大正14年、イタリアから会津白虎隊の紀念碑寄贈の話を会津に
もたらした下位春吉とはいったいどんな人物だったのだろうか。

下位春吉研究家の白土晴一氏によると、春吉は明治16年(1883)、
福岡県士族井上喜久蔵の四男で明治40年、東京高等師範学校入学の時、
下位嘉助の婿養子となる。在学中「口演童話」の活動で知られたと言う。

大正期の口演童話については、「お噺の仕方」という春吉の著書がある。
その本に、研究のため助力を受けた人に久留島武雄、巌谷小波、イタリア
大使館訳官ガスコの名を挙げている。東京高等師範学校の大塚講話会での
指導やイタリア国ナポリに赴任したとの記述がある。

大正14年3月、国民新聞社編輯で下位春吉講演速記「フアツショ運動」を発刊。
大正8年(1919)5月、すでにオーストラリアに宣戦布告していたイタリアで、
フユーメ奪回の決死隊に入隊、熱血児で詩人のダヌンチオ軍曹の率いる一分隊の
一番初めの兵隊となったとある。国民新聞編輯局の編者は春吉について
「永く伊太利に在って、熱血詩人ダヌンチオの詩懐にひたり、更にフアツショの
兵士として伊太利国民運動の中枢に参加していたことは諸君の知らるゝ通りである」と
紹介しているが、春吉のイタリアでの行動についてはハッキリしていない。

大正5年からのイタリア在中から大正14年(1925)までの帰朝までの
春吉の記録は日本側に余りないが、外務省記録に大正10年(1921)7月、
在伊国大使館藤井書記官より伊集院大使宛に下位氏よりの伝言として来電文が
別紙として、宣伝関係雑件に残っていた。

= データ =
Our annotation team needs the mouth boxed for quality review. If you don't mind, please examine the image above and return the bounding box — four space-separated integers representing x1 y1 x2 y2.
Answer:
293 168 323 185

= 課題 =
[1] 下位春吉についての文章によれば、春吉は東京高等師範学校に入学した時、誰の婿養子になりましたか。
[2] 下位春吉についての文章を、最後の文の後から書き進めてください。

= 課題ごとの解答 =
[1] 下位嘉助の婿養子になりました。

[2]
(下位春吉帰朝時期については、国民新聞社記録では大正13年12月、
外務省資料では大正14年初となっている)

電文
「下位氏帰朝シ難キ事情アリ家族当国へ呼寄セ度旅費ハ家族宛
郵送スヘキニ付右到着次第成ルベキ早ク伊太利ニ向ケ出発スル
様同義家族へ御伝へ願度出発ニ付何分ノ御世話願フ」
これは、旅費は送るので、家族の伊太利行きの船その他手配の依頼。

ところが大正10年8月12日に在伊日本大使館藤井氏より外務省
伊集院大使に連絡がはいった。
下位春吉より家族呼寄に関し、これに要する旅費等四千円は閣下宛
横濱正銀行渡為替券壱葉を以て送金の申し出でがあり、送金が
遅れたのは「東宮殿下の伊太利訪問等の為、取り紛れて本日まで
遅延した」と弁解しているとあった。

いずれにしても大使宛の為替券では、支払いは伊集院大使に
なってしまい、振出人が受取人となる自己受為替券では単なる
借金の申し出だったのだろうか。

大正10年10月4日、本省着、藤井より伊集院大使へ電報。
「下位家族鎌倉丸ニテ出港出来得ル様御配慮ヲ請ウ。旅費ハ八月十二日
閣下宛郵送済。尚ホ下位ハ当館ニ勤務シ居ル次第ニ非ズ」
大使館勤務ではないと断られては、大使もさぞ驚いたことだろう。

大正10年10月8日付、外務省に金額四千円の一通の領収書が
残っている。受取人は妻の下位富志、
摘要欄は伊集院大使宛正金銀行支掛ノ為替手形一葉とある。

大正14年(1925)初め、伊太利より帰朝した下位春吉は講演を
しながら各地を巡回、2月11日、会津若松市に赴き松江市長と面談、
伊国少年隊は白虎隊の事蹟に感激し少年隊長ムッソリーニ氏の名に於て
一紀念碑を寄贈することになっていると話し、市長の案内で飯盛山を訪ね
調査をおこなっている。ここから会津市長松江豊寿氏の苦労が始まった。 

どのような関係があったのかは不明だが、ムッソリー二との交流も
あったようで、同年11月、下位は再び若松を訪ね、イタリア首相の
自署のある大写真を会津弔霊義会に送っている。  (続く)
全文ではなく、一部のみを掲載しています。